* [What to work on]:
Output the line with "186L209 182L201 179L196" and every line below it until the listing ends, exactly as written and with nothing added.

* [Material provided]:

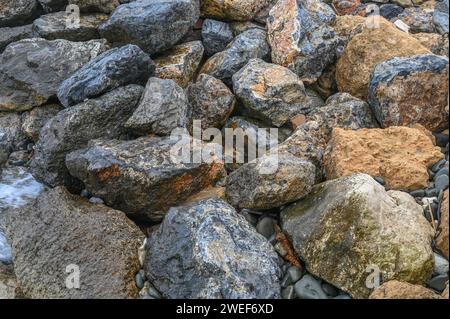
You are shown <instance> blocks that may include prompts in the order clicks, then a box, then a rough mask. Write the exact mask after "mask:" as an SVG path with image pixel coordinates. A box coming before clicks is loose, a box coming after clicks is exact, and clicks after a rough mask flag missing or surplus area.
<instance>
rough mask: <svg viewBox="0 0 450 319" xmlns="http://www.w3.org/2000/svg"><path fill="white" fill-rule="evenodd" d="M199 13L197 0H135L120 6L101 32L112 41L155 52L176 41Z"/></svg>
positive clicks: (102, 29) (180, 37)
mask: <svg viewBox="0 0 450 319" xmlns="http://www.w3.org/2000/svg"><path fill="white" fill-rule="evenodd" d="M199 16H200V8H199V3H198V0H137V1H133V2H130V3H127V4H123V5H120V6H119V7H118V8H117V9H116V10H115V11H114V12H113V13H112V15H111V17H110V18H109V20H108V21H107V22H106V23H104V24H103V25H102V26H101V27H100V34H101V35H102V36H103V37H104V38H106V39H108V40H109V41H110V42H113V43H115V44H118V45H123V44H126V43H132V44H136V45H138V46H139V47H141V49H143V50H144V51H146V52H148V53H149V54H154V53H157V52H162V51H164V50H166V49H169V48H170V47H172V46H173V45H174V44H176V43H177V42H178V41H179V40H180V39H181V38H182V37H184V36H185V35H186V33H187V32H188V31H189V29H190V28H191V27H192V26H193V25H194V24H195V22H196V21H197V20H198V18H199Z"/></svg>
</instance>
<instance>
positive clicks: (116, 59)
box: [58, 44, 155, 107]
mask: <svg viewBox="0 0 450 319" xmlns="http://www.w3.org/2000/svg"><path fill="white" fill-rule="evenodd" d="M154 70H155V65H154V64H153V61H152V60H151V59H150V57H149V56H148V55H147V54H146V53H145V52H144V51H142V50H141V49H140V48H139V47H138V46H135V45H132V44H129V45H126V46H123V47H120V48H114V49H111V50H109V51H107V52H104V53H103V54H101V55H99V56H98V57H96V58H95V59H92V60H91V61H90V62H89V63H87V64H85V65H84V66H83V67H82V68H81V69H79V70H77V71H76V72H75V73H74V74H73V75H72V76H71V77H70V78H68V79H66V80H65V81H64V82H62V83H61V85H60V87H59V89H58V98H59V100H60V102H61V103H62V104H63V105H64V106H65V107H69V106H72V105H75V104H78V103H81V102H83V101H84V100H86V99H89V98H95V97H98V96H100V95H102V94H104V93H106V92H108V91H111V90H113V89H115V88H118V87H120V86H125V85H128V84H139V85H142V86H144V85H145V83H146V82H147V79H148V78H149V76H151V75H152V73H153V72H154Z"/></svg>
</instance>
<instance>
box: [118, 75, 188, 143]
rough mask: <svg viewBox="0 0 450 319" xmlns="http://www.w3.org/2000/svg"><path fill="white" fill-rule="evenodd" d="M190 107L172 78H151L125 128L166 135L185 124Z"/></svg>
mask: <svg viewBox="0 0 450 319" xmlns="http://www.w3.org/2000/svg"><path fill="white" fill-rule="evenodd" d="M189 114H190V106H189V102H188V99H187V97H186V94H185V92H184V91H183V89H182V88H181V87H180V86H178V84H176V83H175V81H173V80H164V79H159V78H155V77H152V78H150V79H149V80H148V82H147V85H146V87H145V90H144V94H143V95H142V98H141V101H140V102H139V105H138V107H137V109H136V110H135V111H134V113H133V115H132V116H131V117H130V118H129V119H128V121H127V122H126V123H125V127H126V128H127V129H129V130H131V131H133V132H135V133H137V134H140V135H144V134H147V133H155V134H158V135H170V134H171V133H172V131H173V130H174V129H176V128H185V127H186V125H187V124H188V120H189Z"/></svg>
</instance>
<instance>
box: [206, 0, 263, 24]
mask: <svg viewBox="0 0 450 319" xmlns="http://www.w3.org/2000/svg"><path fill="white" fill-rule="evenodd" d="M269 2H270V0H230V1H223V0H202V1H201V11H200V12H201V15H202V17H206V18H216V19H225V20H237V21H247V20H251V19H252V18H253V17H254V16H255V15H256V14H257V13H258V11H260V10H261V9H262V8H264V7H265V6H267V5H268V4H269Z"/></svg>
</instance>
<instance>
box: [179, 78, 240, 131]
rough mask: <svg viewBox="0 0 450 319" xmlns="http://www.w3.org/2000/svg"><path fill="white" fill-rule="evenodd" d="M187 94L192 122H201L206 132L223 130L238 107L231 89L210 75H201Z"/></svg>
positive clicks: (188, 90) (197, 78)
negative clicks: (236, 105)
mask: <svg viewBox="0 0 450 319" xmlns="http://www.w3.org/2000/svg"><path fill="white" fill-rule="evenodd" d="M186 94H187V97H188V100H189V103H190V105H191V108H192V120H200V121H201V128H202V129H204V130H206V129H208V128H210V127H215V128H218V129H220V128H222V126H223V125H224V124H225V122H226V121H227V119H228V117H229V116H230V114H231V113H232V112H233V110H234V108H235V105H236V99H235V97H234V95H233V93H232V92H231V91H230V89H229V88H228V87H227V86H226V85H225V84H224V83H223V82H222V81H220V80H219V79H216V78H214V77H212V76H210V75H208V74H200V75H199V77H198V78H197V81H196V82H195V83H192V84H190V85H189V86H188V87H187V89H186Z"/></svg>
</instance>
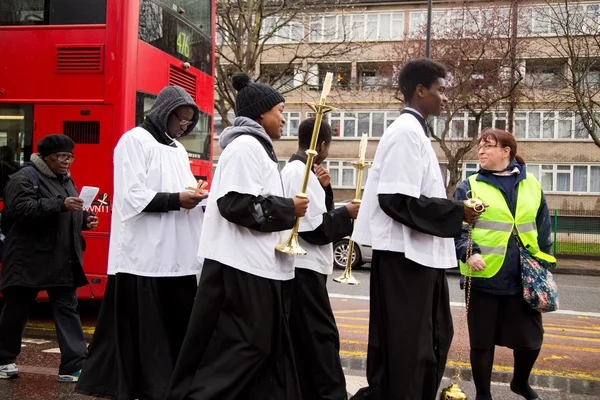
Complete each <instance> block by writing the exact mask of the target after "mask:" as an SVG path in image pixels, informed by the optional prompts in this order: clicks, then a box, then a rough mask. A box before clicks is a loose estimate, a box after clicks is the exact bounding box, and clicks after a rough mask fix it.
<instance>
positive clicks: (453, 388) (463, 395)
mask: <svg viewBox="0 0 600 400" xmlns="http://www.w3.org/2000/svg"><path fill="white" fill-rule="evenodd" d="M440 400H468V399H467V395H466V394H465V392H463V391H462V390H461V388H459V387H458V385H457V384H456V383H453V384H452V385H450V386H448V387H447V388H446V389H444V390H442V393H440Z"/></svg>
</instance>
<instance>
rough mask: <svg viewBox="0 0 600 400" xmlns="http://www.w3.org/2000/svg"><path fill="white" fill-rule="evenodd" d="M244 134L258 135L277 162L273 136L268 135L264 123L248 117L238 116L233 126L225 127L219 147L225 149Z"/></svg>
mask: <svg viewBox="0 0 600 400" xmlns="http://www.w3.org/2000/svg"><path fill="white" fill-rule="evenodd" d="M242 135H250V136H254V137H256V138H257V139H258V141H259V142H260V144H261V145H262V146H263V148H264V149H265V151H266V152H267V154H268V155H269V157H270V158H271V159H272V160H273V161H275V162H277V156H276V155H275V149H274V148H273V141H272V140H271V137H270V136H269V135H267V132H266V131H265V128H263V127H262V125H260V124H259V123H258V122H256V121H254V120H252V119H250V118H247V117H237V118H236V119H235V121H233V125H232V126H228V127H227V128H225V129H223V132H222V133H221V135H220V136H219V147H221V149H222V150H225V147H227V146H228V145H229V144H230V143H231V142H233V141H234V140H235V139H236V138H238V137H239V136H242Z"/></svg>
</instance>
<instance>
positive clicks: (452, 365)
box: [446, 361, 600, 381]
mask: <svg viewBox="0 0 600 400" xmlns="http://www.w3.org/2000/svg"><path fill="white" fill-rule="evenodd" d="M446 366H451V367H465V368H471V364H470V363H468V362H462V361H448V362H447V363H446ZM494 370H495V371H503V372H512V371H513V367H512V366H506V365H494ZM531 373H532V374H533V375H546V376H560V377H563V378H570V379H584V380H588V381H600V376H596V375H590V374H587V373H584V372H561V371H551V370H547V369H537V368H534V369H533V370H532V371H531Z"/></svg>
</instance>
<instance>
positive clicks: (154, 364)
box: [75, 273, 196, 400]
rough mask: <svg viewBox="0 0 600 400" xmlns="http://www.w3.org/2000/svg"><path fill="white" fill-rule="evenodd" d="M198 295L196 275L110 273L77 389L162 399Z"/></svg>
mask: <svg viewBox="0 0 600 400" xmlns="http://www.w3.org/2000/svg"><path fill="white" fill-rule="evenodd" d="M195 293H196V276H195V275H188V276H181V277H153V278H150V277H143V276H138V275H132V274H124V273H118V274H116V275H109V276H108V283H107V285H106V291H105V293H104V300H103V301H102V306H101V308H100V314H99V315H98V323H97V324H96V331H95V332H94V337H93V338H92V343H90V349H89V350H90V354H89V356H88V359H87V360H86V362H85V365H84V367H83V371H82V372H81V377H80V378H79V382H77V386H76V387H75V390H76V391H77V392H79V393H81V394H85V395H88V396H96V397H105V398H111V399H119V400H133V399H140V400H162V399H163V397H164V395H165V391H166V390H167V385H168V383H169V379H170V377H171V373H172V372H173V367H174V366H175V361H176V360H177V357H178V355H179V350H180V349H181V344H182V342H183V338H184V336H185V332H186V330H187V324H188V321H189V317H190V313H191V311H192V306H193V304H194V295H195Z"/></svg>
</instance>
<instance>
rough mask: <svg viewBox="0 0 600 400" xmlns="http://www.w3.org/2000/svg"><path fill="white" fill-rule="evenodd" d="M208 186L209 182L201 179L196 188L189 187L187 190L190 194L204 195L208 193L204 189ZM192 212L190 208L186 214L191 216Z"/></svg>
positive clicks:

* [Result of this exercise]:
rough mask: <svg viewBox="0 0 600 400" xmlns="http://www.w3.org/2000/svg"><path fill="white" fill-rule="evenodd" d="M208 186L209 182L201 179L196 188L189 187L187 190L190 194L204 195L208 193L204 189ZM192 212L190 208L186 214L191 216Z"/></svg>
positive clicks:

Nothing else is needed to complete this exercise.